--- TEXTO DA PÁGINA ---

28 August 2018

CONHECER O SEGREDO 


“First thought, best thought” era o princípio orientador da poesia de Allen Ginsberg: dar livre curso ao pensamento “espontâneo” sem necessidade de o filtrar através de disciplinas ou formas estéticas. David Tattersall, dos Wave Pictures, prefere citar Neil Young – “The more you think, the more you stink” – e, a propósito do último album, Brushes With Happines, acrescenta: “Gravámo-lo todo, ao vivo, numa pequena sala, durante uma noite de Janeiro, até de madrugada. Escutá-lo é como estar presente numa cerimónia, conduz-nos até aquele lugar. É como ser-nos dado a conhecer um segredo que emana de um grupo de pessoas num determinado ponto, no tempo e no espaço. Imensas bandas alegam ter gravado o seu Tonight’s The Night ou Astral Weeks, um álbum especial registado naquelas raras circunstâncias noturnas, livres de pressões, uma colecção de jams inspiradas. Na verdade, não foi isso que aconteceu. Passaram eternidades a aperfeiçoá-lo. Este nosso é autêntico. Uma improvisação genuinamente embriagada” (no original, em inglês, “a genuine shitfaced improvisation” soa bastante mais realista).

--- DADOS ---

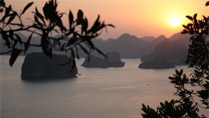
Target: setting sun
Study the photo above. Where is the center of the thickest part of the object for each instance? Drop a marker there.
(175, 22)
(175, 18)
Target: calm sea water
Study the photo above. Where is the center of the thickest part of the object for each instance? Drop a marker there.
(95, 93)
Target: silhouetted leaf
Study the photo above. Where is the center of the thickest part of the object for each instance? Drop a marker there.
(28, 42)
(195, 16)
(84, 49)
(207, 3)
(184, 31)
(26, 7)
(79, 17)
(14, 55)
(11, 18)
(1, 10)
(77, 54)
(71, 19)
(95, 26)
(39, 15)
(18, 38)
(189, 17)
(6, 39)
(45, 44)
(84, 25)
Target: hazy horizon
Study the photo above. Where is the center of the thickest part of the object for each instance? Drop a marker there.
(137, 17)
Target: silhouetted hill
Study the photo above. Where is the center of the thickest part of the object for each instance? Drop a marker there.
(173, 50)
(129, 46)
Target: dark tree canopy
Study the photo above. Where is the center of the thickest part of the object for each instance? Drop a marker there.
(69, 38)
(198, 60)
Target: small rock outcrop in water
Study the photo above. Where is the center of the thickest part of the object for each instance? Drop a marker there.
(113, 60)
(40, 66)
(157, 63)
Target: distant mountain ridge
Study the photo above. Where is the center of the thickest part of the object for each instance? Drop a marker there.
(129, 46)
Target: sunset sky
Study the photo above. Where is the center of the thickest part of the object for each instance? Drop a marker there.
(137, 17)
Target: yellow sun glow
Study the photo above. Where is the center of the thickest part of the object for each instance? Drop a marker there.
(175, 22)
(175, 18)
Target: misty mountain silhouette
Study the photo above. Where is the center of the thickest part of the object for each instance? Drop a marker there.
(130, 46)
(171, 51)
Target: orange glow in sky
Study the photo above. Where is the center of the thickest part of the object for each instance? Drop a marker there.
(137, 17)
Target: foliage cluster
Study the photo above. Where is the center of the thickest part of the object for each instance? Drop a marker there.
(193, 86)
(78, 34)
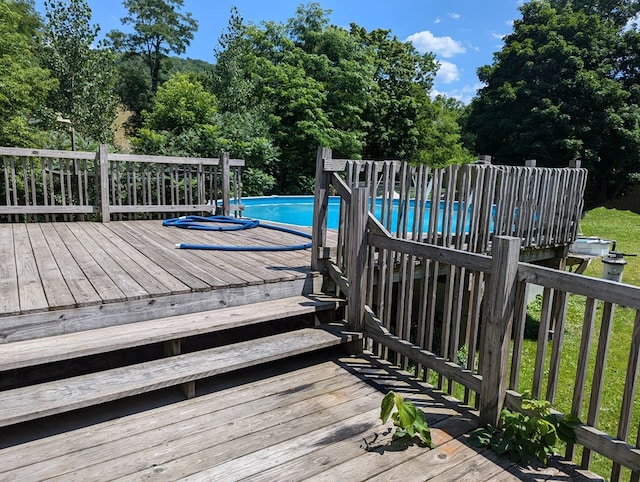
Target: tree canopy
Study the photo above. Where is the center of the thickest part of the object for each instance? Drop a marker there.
(24, 83)
(563, 88)
(312, 83)
(159, 29)
(84, 95)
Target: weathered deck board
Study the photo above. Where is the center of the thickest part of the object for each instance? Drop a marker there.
(307, 418)
(165, 257)
(102, 283)
(38, 351)
(81, 288)
(131, 262)
(9, 301)
(111, 265)
(56, 266)
(30, 289)
(53, 282)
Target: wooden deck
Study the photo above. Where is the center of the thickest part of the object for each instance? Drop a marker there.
(64, 277)
(313, 418)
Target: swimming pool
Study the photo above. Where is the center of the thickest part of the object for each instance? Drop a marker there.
(298, 210)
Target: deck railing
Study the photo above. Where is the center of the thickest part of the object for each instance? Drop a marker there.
(54, 185)
(459, 317)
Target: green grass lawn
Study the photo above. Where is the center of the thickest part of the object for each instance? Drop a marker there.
(624, 227)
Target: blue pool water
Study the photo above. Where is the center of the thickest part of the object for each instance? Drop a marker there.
(298, 210)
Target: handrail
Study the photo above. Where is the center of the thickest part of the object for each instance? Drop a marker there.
(419, 303)
(52, 184)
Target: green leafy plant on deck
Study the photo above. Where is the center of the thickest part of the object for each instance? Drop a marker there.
(525, 436)
(407, 418)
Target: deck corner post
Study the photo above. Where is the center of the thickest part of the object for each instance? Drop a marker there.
(226, 183)
(103, 161)
(320, 209)
(498, 320)
(356, 254)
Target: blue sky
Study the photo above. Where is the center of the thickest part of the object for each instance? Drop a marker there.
(463, 34)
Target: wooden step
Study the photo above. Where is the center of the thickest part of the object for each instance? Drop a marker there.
(73, 345)
(32, 402)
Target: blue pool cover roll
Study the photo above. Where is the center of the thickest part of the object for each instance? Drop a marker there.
(226, 223)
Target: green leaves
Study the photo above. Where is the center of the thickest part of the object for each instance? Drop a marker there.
(408, 419)
(524, 437)
(85, 74)
(550, 91)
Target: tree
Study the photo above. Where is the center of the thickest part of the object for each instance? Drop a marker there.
(400, 113)
(85, 91)
(184, 121)
(560, 89)
(24, 84)
(158, 30)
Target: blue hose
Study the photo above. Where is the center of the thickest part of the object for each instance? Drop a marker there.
(231, 224)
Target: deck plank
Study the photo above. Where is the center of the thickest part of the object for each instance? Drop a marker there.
(102, 283)
(158, 271)
(316, 419)
(123, 280)
(230, 268)
(146, 440)
(112, 338)
(121, 434)
(53, 282)
(81, 288)
(9, 301)
(58, 396)
(30, 289)
(127, 259)
(192, 274)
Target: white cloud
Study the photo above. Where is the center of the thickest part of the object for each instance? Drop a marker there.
(447, 73)
(425, 41)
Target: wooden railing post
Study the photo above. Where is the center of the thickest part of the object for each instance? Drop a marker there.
(498, 319)
(320, 209)
(226, 184)
(103, 160)
(356, 254)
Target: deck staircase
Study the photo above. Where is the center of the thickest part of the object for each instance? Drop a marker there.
(160, 353)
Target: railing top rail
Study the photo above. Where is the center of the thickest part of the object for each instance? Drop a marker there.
(205, 161)
(23, 152)
(336, 165)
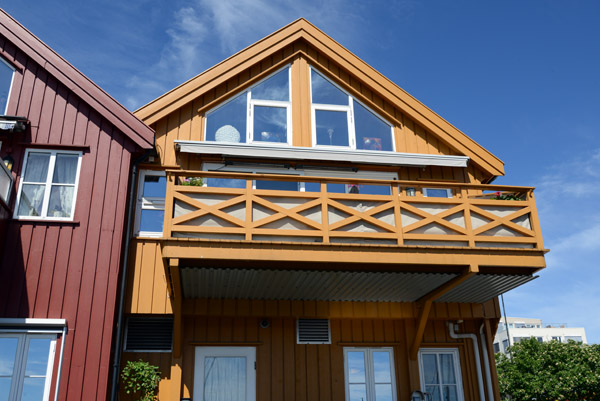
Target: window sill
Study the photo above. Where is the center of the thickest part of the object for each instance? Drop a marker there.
(52, 222)
(264, 151)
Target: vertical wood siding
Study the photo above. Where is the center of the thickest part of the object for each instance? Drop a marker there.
(68, 270)
(410, 137)
(293, 372)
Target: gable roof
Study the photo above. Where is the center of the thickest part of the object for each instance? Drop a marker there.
(304, 30)
(76, 82)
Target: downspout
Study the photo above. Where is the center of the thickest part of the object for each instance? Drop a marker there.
(123, 278)
(486, 363)
(473, 337)
(62, 352)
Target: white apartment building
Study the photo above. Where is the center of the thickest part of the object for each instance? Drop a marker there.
(520, 328)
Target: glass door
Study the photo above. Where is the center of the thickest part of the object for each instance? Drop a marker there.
(225, 374)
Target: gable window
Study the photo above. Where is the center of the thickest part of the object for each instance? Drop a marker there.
(6, 77)
(440, 374)
(48, 185)
(150, 212)
(26, 365)
(261, 114)
(339, 120)
(369, 374)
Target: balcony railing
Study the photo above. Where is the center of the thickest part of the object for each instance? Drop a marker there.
(400, 213)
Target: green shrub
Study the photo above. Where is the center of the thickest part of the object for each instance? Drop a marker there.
(550, 371)
(141, 377)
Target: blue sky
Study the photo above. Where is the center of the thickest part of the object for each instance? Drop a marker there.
(520, 77)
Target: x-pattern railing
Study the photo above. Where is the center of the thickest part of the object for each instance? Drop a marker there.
(269, 214)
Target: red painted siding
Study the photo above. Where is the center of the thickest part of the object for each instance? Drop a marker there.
(68, 270)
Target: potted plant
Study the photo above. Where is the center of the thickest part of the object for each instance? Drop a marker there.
(141, 377)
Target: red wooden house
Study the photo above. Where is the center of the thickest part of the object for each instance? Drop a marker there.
(63, 207)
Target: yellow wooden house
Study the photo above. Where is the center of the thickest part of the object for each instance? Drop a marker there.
(310, 231)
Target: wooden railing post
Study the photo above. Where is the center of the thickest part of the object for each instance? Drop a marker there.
(397, 213)
(535, 221)
(467, 215)
(324, 212)
(248, 220)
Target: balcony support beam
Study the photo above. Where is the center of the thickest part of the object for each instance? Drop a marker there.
(176, 296)
(426, 301)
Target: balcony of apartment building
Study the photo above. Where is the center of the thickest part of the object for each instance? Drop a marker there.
(288, 235)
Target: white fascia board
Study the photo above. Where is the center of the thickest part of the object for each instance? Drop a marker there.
(33, 322)
(261, 151)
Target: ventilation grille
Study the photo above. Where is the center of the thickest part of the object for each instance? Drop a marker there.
(313, 331)
(149, 334)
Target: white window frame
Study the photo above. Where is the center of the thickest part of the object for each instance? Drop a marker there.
(252, 103)
(349, 109)
(369, 370)
(457, 370)
(48, 184)
(18, 376)
(448, 192)
(12, 80)
(248, 352)
(150, 203)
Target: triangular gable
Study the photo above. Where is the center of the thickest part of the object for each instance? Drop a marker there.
(303, 30)
(76, 82)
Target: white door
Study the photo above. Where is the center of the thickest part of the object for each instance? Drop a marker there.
(225, 374)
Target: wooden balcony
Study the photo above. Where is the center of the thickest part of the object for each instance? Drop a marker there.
(498, 225)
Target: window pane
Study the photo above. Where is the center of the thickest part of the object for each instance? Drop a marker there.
(224, 378)
(324, 92)
(228, 122)
(437, 193)
(275, 88)
(430, 369)
(37, 356)
(33, 389)
(8, 351)
(37, 167)
(226, 183)
(368, 189)
(155, 186)
(152, 220)
(450, 393)
(358, 392)
(6, 74)
(372, 133)
(332, 127)
(381, 367)
(383, 392)
(270, 124)
(434, 393)
(31, 200)
(65, 168)
(61, 201)
(447, 367)
(4, 388)
(277, 185)
(356, 367)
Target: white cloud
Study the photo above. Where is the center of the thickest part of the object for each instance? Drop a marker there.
(568, 290)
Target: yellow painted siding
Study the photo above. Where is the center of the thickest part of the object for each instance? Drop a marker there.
(290, 371)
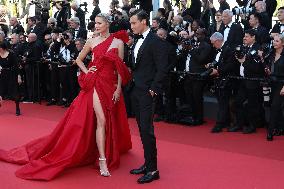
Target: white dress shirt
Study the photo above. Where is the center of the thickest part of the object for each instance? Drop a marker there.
(226, 31)
(139, 43)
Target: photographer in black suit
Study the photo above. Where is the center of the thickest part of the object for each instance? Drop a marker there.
(227, 65)
(150, 69)
(78, 31)
(231, 31)
(79, 14)
(249, 97)
(199, 57)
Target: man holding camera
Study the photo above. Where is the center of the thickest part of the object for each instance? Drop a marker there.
(249, 98)
(66, 67)
(226, 65)
(194, 86)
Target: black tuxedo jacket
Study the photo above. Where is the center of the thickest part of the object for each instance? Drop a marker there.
(235, 36)
(227, 64)
(253, 68)
(152, 64)
(200, 57)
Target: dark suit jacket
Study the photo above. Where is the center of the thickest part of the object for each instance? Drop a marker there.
(235, 36)
(224, 5)
(253, 69)
(82, 33)
(227, 64)
(81, 15)
(200, 57)
(152, 64)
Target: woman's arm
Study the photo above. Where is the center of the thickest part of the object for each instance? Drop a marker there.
(79, 61)
(170, 17)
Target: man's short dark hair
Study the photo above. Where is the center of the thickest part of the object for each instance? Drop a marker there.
(251, 32)
(257, 15)
(162, 11)
(141, 15)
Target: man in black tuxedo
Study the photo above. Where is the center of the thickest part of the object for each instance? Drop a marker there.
(78, 31)
(17, 28)
(262, 34)
(79, 14)
(96, 10)
(199, 57)
(279, 27)
(227, 65)
(231, 31)
(249, 115)
(150, 67)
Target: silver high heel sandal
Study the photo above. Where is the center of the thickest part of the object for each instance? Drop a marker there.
(104, 173)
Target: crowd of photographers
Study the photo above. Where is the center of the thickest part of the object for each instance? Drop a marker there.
(234, 53)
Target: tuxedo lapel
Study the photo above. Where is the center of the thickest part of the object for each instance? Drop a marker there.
(140, 52)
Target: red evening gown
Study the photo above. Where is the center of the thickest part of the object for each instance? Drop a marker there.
(73, 143)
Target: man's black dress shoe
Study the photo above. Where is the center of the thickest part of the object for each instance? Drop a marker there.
(269, 136)
(234, 129)
(249, 130)
(149, 177)
(18, 112)
(216, 129)
(140, 170)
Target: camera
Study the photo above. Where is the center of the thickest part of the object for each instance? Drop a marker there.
(240, 51)
(242, 10)
(210, 68)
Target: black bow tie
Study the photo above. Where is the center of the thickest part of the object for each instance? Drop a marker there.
(138, 37)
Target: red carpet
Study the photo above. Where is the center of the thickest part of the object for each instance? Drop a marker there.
(189, 158)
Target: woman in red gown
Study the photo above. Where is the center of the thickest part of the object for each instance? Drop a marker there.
(94, 129)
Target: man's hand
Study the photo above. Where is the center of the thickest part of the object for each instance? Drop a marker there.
(152, 93)
(241, 60)
(214, 72)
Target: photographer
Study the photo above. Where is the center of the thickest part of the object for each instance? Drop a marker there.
(17, 28)
(249, 98)
(62, 14)
(224, 64)
(275, 69)
(96, 10)
(199, 52)
(265, 20)
(79, 14)
(67, 68)
(30, 60)
(77, 30)
(232, 32)
(262, 34)
(52, 58)
(278, 28)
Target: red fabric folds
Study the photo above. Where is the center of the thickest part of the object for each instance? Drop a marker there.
(72, 143)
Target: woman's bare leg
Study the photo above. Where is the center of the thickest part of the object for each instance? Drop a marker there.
(100, 132)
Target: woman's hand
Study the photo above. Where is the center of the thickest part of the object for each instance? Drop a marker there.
(92, 69)
(116, 95)
(282, 91)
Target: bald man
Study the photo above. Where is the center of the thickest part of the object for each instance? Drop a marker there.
(16, 26)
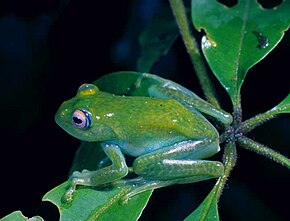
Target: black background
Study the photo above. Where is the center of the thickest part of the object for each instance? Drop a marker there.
(47, 50)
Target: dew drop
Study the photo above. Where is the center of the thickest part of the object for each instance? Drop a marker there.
(263, 41)
(207, 43)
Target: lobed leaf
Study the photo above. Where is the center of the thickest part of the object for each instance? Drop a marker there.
(92, 204)
(238, 37)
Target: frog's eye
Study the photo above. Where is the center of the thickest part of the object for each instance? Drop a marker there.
(81, 119)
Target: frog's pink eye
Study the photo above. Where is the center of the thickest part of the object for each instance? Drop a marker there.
(81, 119)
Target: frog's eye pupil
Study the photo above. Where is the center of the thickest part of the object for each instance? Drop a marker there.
(77, 120)
(81, 119)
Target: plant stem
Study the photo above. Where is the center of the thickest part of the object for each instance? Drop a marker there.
(258, 120)
(263, 150)
(229, 160)
(179, 13)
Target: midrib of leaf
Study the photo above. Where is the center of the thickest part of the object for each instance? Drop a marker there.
(240, 47)
(99, 211)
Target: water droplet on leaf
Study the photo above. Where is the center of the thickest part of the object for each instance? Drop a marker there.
(263, 41)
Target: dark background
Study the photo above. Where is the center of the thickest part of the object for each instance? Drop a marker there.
(49, 48)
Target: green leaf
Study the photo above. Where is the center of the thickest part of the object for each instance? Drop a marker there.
(284, 106)
(156, 40)
(92, 204)
(207, 210)
(238, 37)
(18, 216)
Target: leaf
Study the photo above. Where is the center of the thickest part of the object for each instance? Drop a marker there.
(207, 210)
(284, 106)
(18, 216)
(238, 37)
(92, 204)
(156, 40)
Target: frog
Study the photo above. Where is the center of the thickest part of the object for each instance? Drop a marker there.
(166, 133)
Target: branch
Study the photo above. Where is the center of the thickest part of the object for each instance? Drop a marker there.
(179, 13)
(263, 150)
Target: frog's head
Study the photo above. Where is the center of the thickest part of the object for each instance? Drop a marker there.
(76, 116)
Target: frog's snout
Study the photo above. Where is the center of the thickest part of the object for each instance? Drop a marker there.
(61, 116)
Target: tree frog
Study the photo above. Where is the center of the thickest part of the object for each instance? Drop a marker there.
(165, 133)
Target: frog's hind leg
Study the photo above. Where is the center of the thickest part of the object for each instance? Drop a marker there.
(140, 184)
(177, 164)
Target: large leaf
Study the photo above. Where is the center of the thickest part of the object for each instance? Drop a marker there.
(207, 210)
(18, 216)
(284, 106)
(156, 40)
(238, 37)
(101, 205)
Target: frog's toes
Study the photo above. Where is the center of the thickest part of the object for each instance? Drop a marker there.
(68, 196)
(124, 200)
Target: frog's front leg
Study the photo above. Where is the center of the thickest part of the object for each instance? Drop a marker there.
(115, 171)
(178, 164)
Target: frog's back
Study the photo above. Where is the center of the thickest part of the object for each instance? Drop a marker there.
(164, 117)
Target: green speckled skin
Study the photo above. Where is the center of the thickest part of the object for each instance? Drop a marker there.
(168, 139)
(143, 123)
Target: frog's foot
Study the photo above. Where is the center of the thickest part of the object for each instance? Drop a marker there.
(139, 185)
(77, 178)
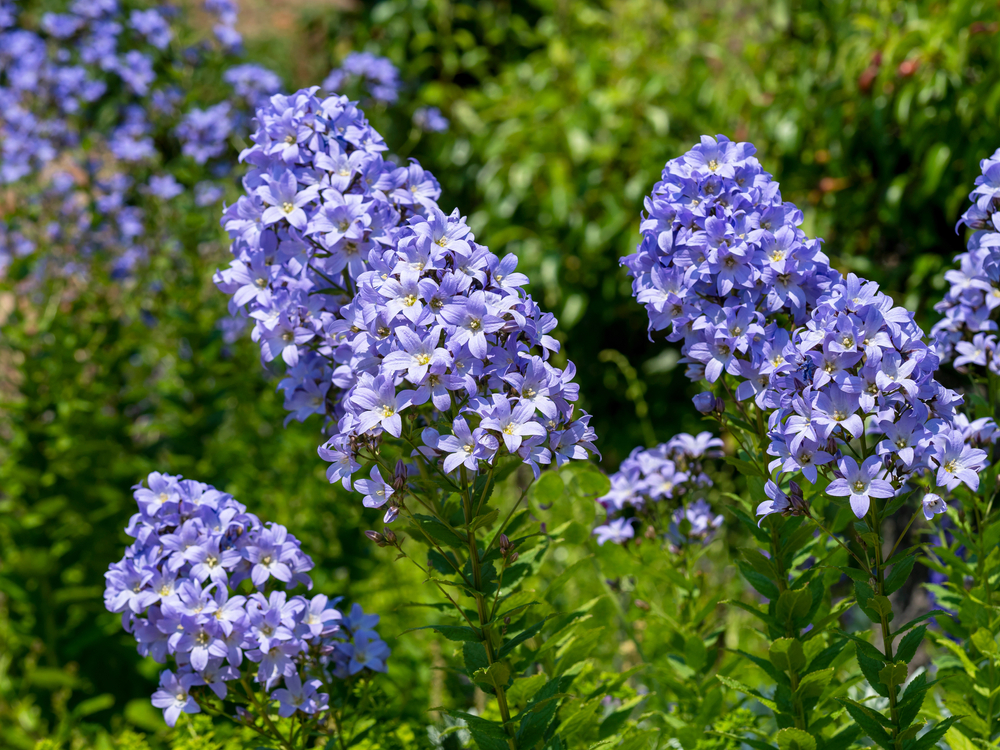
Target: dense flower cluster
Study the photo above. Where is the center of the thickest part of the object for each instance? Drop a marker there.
(967, 332)
(80, 189)
(672, 471)
(177, 589)
(827, 360)
(378, 76)
(381, 306)
(722, 256)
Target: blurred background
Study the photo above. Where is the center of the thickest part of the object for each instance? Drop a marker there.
(872, 114)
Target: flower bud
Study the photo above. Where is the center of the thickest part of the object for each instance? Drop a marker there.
(376, 537)
(704, 402)
(399, 479)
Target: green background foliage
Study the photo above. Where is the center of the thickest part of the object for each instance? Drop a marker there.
(873, 115)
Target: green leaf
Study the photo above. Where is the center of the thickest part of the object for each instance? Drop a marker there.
(865, 718)
(931, 737)
(474, 655)
(926, 616)
(794, 604)
(488, 735)
(460, 633)
(983, 640)
(695, 652)
(882, 605)
(497, 675)
(814, 683)
(549, 488)
(93, 705)
(744, 688)
(899, 573)
(764, 585)
(520, 638)
(893, 675)
(786, 654)
(795, 739)
(871, 663)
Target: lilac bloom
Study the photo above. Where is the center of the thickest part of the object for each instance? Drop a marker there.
(860, 483)
(376, 490)
(466, 447)
(957, 463)
(202, 640)
(473, 319)
(932, 505)
(777, 502)
(269, 555)
(284, 200)
(381, 405)
(174, 695)
(512, 424)
(296, 696)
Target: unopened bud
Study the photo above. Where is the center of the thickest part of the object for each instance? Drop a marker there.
(376, 537)
(796, 501)
(704, 402)
(399, 478)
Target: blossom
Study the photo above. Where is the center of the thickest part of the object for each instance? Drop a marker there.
(207, 630)
(174, 695)
(299, 696)
(932, 505)
(375, 490)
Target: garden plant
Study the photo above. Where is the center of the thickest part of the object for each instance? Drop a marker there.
(421, 375)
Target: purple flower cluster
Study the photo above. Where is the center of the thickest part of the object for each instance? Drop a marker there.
(56, 68)
(825, 360)
(672, 471)
(722, 257)
(177, 589)
(378, 75)
(382, 307)
(967, 332)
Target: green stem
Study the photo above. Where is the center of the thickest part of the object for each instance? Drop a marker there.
(477, 578)
(263, 714)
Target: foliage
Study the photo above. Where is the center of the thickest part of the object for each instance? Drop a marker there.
(872, 115)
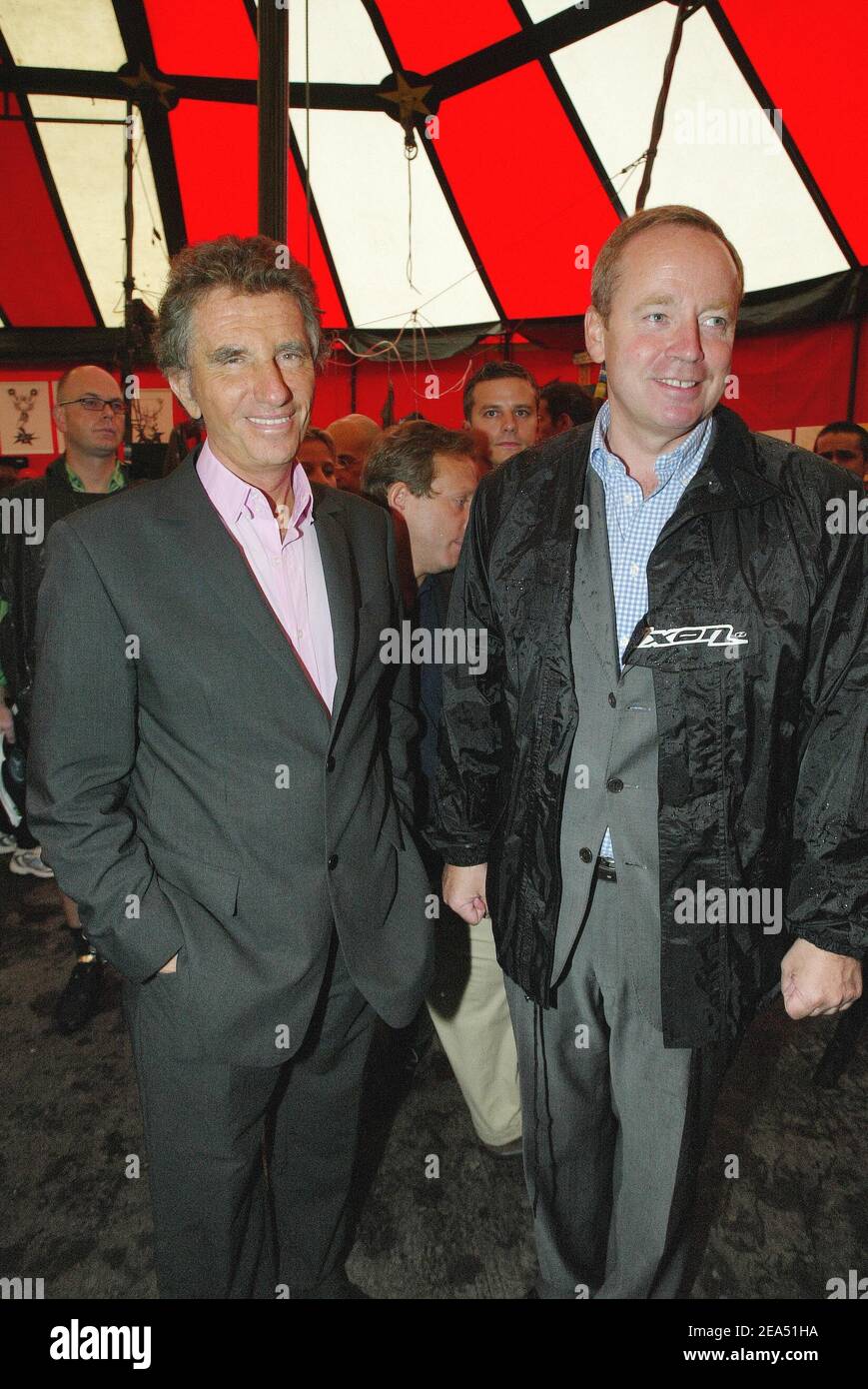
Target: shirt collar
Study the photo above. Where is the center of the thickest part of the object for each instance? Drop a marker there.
(678, 463)
(116, 483)
(235, 498)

---

INSTRUÇÕES DA TAREFA =>
Responda, uma por linha, às seguintes perguntas sobre o texto acerca dos Wave Pictures:
1. Qual era o princípio orientador da poesia de Allen Ginsberg?
2. Que frase de Neil Young cita David Tattersall?
3. Onde e quando foi gravado o álbum Brushes With Happines?

RESPOSTA =>
1. "First thought, best thought".
2. "The more you think, the more you stink".
3. Foi gravado todo ao vivo, numa pequena sala, durante uma noite de Janeiro, até de madrugada.